* EXERCISE OBJECTIVE
Go through the entries below line by line and tally those holding "giving"; write only the tally.

BEGIN SOURCE MATERIAL

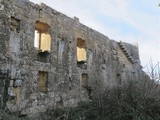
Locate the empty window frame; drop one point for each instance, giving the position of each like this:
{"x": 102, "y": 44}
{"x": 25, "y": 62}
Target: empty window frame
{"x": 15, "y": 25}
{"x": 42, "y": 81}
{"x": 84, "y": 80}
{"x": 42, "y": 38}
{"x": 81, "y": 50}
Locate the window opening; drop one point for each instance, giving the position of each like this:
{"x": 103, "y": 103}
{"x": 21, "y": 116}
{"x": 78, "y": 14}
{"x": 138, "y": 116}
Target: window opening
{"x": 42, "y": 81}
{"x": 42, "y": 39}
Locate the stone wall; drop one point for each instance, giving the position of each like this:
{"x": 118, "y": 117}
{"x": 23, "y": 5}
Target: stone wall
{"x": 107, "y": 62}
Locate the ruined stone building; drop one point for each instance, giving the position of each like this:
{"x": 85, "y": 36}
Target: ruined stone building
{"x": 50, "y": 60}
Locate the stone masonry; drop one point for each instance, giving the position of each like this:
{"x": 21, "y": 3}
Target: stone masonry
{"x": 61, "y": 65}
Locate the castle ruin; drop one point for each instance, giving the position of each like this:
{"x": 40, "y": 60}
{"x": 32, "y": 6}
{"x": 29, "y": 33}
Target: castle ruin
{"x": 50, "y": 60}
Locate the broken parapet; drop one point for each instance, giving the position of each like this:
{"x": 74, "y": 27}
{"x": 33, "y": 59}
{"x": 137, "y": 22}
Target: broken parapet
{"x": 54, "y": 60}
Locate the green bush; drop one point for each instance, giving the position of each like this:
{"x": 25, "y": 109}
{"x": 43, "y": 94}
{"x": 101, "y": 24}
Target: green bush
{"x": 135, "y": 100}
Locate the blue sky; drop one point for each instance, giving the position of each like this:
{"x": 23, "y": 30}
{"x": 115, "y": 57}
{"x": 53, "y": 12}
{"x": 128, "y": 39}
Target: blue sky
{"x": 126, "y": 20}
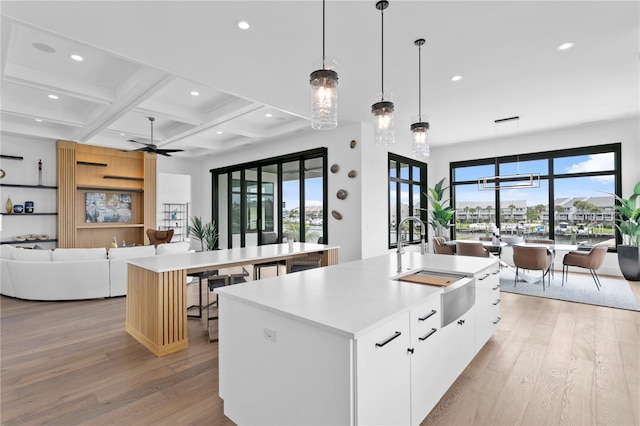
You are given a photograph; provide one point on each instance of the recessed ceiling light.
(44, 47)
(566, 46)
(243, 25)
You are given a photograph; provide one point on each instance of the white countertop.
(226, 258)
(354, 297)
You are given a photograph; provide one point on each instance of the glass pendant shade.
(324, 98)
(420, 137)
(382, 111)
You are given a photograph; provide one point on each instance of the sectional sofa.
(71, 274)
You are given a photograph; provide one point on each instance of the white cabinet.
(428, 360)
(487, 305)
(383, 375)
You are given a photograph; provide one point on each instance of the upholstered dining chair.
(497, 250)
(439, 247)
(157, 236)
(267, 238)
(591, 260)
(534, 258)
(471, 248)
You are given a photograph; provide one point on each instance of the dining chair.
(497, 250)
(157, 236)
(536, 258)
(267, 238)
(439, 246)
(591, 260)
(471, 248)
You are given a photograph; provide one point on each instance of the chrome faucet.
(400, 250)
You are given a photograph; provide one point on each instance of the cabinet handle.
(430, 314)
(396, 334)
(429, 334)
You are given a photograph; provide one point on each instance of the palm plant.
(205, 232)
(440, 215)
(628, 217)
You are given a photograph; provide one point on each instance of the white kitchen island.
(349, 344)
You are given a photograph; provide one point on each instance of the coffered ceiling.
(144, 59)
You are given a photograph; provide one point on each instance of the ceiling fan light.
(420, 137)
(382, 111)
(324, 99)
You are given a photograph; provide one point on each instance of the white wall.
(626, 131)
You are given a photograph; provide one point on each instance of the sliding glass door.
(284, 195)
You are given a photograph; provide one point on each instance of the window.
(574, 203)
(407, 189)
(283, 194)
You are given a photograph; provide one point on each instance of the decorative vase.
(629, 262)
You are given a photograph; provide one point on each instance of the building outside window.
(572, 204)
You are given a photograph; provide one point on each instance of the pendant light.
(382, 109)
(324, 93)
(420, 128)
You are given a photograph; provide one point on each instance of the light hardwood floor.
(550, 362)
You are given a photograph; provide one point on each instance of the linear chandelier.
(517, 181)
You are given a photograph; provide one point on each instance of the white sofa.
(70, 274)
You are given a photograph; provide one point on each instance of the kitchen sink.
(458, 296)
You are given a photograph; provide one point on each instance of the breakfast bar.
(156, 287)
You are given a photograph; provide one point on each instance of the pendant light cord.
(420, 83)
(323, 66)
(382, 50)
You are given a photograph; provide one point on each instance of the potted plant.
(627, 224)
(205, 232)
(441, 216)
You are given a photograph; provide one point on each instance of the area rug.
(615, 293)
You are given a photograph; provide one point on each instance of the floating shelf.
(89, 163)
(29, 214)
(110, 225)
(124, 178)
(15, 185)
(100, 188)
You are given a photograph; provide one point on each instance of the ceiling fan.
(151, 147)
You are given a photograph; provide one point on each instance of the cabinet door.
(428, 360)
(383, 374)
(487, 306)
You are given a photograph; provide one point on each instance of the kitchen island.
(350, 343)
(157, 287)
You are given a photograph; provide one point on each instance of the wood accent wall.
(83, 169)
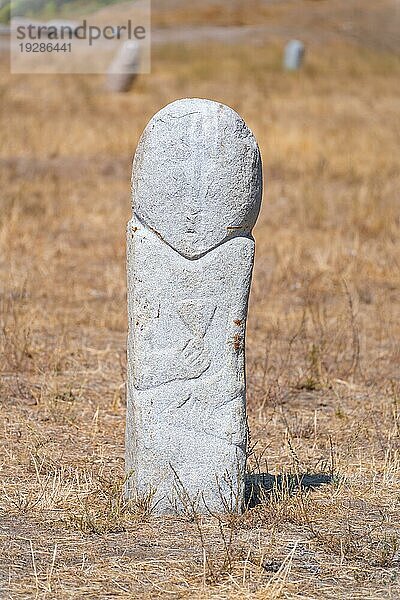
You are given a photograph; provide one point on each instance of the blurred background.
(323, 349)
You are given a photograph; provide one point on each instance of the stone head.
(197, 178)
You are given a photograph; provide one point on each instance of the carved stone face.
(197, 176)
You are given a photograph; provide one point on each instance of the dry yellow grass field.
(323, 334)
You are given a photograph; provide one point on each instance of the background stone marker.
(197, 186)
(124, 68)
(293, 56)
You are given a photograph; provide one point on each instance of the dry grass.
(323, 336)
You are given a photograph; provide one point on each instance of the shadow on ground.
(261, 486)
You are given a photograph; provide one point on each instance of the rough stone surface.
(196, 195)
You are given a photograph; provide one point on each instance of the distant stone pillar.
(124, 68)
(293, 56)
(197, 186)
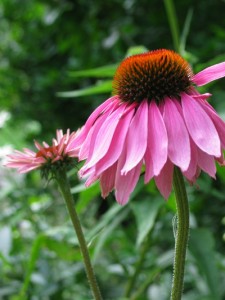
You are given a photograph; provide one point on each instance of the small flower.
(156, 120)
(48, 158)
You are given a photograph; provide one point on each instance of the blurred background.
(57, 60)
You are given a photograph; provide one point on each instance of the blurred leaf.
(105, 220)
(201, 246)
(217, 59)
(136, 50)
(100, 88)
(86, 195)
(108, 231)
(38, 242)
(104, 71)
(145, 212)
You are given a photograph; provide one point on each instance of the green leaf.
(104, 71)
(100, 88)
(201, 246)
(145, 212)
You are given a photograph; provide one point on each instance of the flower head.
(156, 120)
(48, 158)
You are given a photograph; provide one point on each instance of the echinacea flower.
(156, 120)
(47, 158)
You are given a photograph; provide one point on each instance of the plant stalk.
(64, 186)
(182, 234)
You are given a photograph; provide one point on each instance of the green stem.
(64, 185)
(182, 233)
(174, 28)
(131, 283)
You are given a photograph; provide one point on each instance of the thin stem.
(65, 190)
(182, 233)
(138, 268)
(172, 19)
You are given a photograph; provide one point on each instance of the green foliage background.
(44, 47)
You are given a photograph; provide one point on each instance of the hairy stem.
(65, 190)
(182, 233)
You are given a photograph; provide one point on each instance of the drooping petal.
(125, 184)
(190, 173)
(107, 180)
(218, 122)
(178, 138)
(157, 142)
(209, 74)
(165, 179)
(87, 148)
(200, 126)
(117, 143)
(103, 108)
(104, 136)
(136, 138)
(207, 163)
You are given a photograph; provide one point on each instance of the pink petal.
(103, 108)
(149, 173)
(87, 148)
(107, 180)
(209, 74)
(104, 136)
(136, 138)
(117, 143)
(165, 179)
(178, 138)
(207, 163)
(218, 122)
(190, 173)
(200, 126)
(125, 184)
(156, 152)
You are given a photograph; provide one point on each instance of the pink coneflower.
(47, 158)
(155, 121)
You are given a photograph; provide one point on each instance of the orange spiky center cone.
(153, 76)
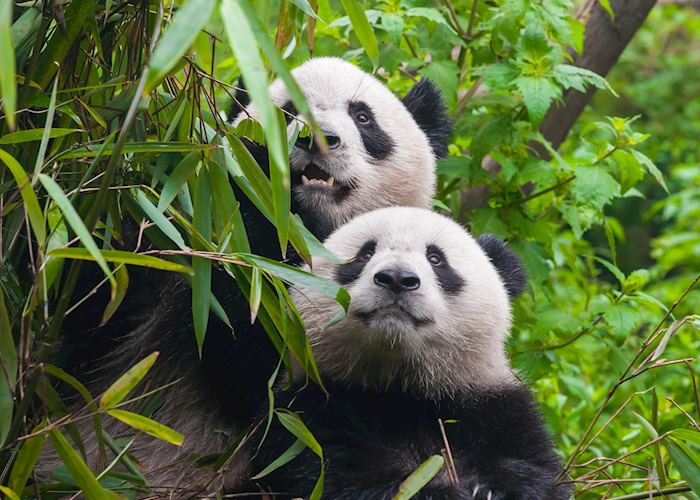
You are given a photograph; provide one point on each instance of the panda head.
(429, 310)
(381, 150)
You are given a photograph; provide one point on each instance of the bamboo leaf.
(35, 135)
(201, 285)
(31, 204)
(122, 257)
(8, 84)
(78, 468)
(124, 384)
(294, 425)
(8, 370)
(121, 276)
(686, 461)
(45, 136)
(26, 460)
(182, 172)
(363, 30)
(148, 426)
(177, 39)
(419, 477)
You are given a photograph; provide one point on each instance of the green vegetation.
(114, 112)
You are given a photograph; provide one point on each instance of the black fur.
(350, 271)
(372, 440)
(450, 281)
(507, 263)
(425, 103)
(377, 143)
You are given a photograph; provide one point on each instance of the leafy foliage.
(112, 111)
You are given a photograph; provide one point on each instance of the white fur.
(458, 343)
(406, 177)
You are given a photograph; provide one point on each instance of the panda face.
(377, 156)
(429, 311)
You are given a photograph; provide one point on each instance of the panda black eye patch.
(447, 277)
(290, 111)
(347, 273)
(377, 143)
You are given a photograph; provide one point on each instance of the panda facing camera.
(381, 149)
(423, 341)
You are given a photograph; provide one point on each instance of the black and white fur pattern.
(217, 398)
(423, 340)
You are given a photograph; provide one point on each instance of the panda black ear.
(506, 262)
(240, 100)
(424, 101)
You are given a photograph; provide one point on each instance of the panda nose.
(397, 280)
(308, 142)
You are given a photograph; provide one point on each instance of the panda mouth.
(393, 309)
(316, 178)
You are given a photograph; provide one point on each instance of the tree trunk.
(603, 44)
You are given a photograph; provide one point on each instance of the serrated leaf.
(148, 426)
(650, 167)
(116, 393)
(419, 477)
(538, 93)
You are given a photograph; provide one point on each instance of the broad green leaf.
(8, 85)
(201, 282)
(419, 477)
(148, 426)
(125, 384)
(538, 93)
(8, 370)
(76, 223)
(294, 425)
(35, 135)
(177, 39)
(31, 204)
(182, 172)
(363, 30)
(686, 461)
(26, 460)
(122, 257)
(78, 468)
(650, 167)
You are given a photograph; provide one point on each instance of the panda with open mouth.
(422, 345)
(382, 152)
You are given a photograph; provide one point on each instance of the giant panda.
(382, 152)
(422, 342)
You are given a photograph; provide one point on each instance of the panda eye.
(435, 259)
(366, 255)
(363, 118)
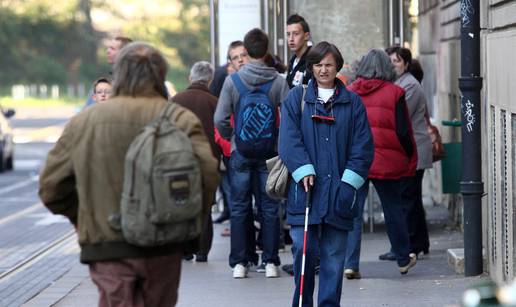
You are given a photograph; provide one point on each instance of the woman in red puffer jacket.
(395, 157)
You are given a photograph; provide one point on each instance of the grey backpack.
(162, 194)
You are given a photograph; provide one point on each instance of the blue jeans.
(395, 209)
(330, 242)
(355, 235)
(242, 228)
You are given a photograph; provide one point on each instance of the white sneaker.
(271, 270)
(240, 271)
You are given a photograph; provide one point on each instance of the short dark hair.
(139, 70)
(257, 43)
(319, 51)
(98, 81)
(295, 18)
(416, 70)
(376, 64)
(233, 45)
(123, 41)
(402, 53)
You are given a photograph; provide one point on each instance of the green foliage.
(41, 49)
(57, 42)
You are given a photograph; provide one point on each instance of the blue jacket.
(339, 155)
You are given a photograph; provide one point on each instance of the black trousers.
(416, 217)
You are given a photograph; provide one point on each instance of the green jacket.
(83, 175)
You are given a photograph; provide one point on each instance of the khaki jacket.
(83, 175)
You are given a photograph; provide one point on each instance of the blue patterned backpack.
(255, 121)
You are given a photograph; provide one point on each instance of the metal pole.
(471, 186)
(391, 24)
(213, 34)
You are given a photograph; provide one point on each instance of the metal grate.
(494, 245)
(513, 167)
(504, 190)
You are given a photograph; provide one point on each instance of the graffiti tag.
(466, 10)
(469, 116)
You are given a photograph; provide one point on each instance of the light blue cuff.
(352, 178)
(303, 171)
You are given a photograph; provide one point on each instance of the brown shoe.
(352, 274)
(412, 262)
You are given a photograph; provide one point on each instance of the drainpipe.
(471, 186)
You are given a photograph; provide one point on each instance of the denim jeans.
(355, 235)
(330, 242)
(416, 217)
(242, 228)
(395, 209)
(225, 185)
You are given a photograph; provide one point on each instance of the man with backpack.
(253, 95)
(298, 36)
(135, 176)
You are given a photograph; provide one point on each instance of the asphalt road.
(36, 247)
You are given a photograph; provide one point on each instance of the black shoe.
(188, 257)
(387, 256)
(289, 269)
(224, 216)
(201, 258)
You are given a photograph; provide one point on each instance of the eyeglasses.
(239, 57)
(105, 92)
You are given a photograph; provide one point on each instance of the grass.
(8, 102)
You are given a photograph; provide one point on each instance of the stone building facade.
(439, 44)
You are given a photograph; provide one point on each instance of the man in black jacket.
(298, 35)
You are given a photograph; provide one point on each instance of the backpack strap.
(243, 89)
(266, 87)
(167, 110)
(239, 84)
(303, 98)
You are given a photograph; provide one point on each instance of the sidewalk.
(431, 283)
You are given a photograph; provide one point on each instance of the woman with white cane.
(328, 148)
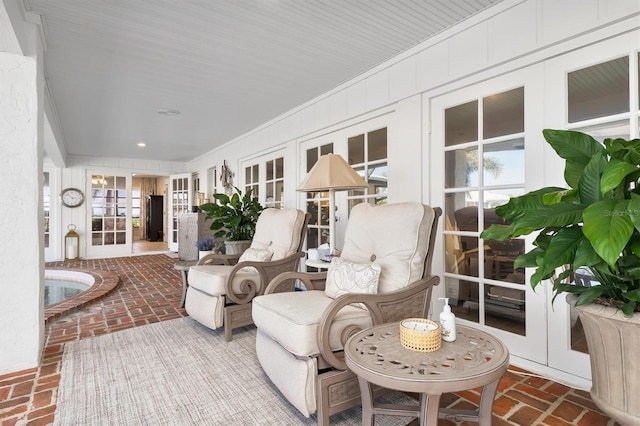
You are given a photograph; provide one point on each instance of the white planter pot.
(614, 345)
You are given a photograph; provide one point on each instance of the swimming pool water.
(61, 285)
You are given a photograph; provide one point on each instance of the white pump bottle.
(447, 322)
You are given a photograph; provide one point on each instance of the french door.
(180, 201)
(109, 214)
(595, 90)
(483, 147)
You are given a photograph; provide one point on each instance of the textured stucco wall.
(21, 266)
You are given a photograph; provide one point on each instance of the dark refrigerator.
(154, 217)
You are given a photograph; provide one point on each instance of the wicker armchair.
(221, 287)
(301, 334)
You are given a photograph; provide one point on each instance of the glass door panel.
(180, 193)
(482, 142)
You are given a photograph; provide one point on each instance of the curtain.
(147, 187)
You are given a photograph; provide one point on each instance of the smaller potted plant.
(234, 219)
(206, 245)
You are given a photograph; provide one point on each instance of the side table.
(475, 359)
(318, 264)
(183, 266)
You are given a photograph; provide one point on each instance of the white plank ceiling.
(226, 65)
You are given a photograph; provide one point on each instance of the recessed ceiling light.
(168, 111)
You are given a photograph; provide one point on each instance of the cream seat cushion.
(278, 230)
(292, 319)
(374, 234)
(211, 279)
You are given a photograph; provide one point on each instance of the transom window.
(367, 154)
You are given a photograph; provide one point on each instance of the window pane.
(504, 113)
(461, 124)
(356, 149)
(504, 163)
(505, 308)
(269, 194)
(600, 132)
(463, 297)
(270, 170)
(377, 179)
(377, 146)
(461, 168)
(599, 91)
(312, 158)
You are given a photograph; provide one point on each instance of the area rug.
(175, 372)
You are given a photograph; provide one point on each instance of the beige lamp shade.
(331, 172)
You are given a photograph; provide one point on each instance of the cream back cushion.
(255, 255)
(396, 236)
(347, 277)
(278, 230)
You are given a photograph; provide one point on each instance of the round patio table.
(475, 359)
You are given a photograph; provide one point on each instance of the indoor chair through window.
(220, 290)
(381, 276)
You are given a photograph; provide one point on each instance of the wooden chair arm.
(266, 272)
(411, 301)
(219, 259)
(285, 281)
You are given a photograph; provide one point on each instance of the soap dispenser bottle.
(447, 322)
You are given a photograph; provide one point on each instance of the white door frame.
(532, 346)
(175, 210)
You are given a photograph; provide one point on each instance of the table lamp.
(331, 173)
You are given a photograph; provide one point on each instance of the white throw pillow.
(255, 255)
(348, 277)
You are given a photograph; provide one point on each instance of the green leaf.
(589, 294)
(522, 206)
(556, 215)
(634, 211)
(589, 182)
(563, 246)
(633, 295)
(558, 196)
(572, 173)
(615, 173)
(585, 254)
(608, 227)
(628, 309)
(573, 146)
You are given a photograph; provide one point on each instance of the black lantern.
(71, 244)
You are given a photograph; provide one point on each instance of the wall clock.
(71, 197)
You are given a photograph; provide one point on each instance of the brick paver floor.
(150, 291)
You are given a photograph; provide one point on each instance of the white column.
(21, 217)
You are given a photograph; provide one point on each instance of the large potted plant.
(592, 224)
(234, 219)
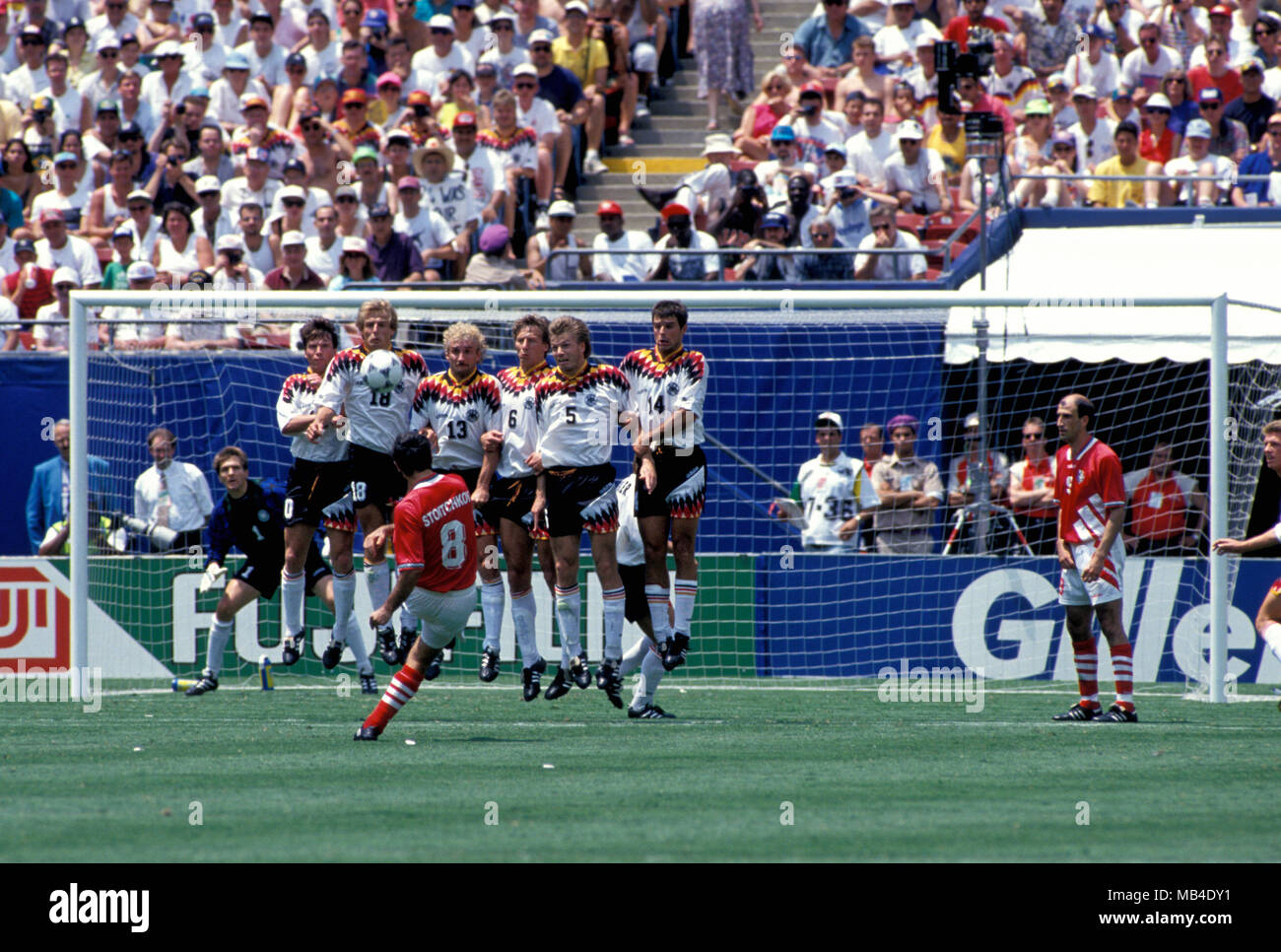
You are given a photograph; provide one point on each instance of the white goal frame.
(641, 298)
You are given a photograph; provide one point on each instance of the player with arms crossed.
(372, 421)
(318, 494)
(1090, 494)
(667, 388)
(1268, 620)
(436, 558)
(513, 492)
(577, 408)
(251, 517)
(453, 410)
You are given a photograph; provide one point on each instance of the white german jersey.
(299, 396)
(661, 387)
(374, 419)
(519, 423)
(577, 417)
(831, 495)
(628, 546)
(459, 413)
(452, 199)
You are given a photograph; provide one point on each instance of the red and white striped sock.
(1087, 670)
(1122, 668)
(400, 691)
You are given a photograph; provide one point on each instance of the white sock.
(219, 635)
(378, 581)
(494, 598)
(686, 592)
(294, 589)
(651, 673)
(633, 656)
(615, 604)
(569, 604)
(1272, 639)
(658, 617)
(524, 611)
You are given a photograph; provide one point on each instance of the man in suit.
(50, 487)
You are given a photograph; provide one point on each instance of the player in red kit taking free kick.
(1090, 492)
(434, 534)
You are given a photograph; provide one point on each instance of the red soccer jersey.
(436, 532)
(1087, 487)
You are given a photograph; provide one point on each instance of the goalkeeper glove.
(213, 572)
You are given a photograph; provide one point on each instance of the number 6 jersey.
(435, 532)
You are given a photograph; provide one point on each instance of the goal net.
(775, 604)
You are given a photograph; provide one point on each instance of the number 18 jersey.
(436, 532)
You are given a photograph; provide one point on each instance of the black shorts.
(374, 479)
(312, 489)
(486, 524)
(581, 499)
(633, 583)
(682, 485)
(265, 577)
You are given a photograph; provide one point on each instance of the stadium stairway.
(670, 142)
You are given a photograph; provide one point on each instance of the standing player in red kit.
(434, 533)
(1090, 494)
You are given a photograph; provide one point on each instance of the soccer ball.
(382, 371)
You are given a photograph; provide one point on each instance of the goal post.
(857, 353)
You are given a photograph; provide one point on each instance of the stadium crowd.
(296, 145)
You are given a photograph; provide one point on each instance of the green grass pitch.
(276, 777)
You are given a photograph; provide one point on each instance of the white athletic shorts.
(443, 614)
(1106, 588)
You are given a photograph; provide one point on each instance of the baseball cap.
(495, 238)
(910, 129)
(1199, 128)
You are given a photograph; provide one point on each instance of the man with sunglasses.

END SOURCE MATERIAL

* ANSWER TO THE PROBLEM
9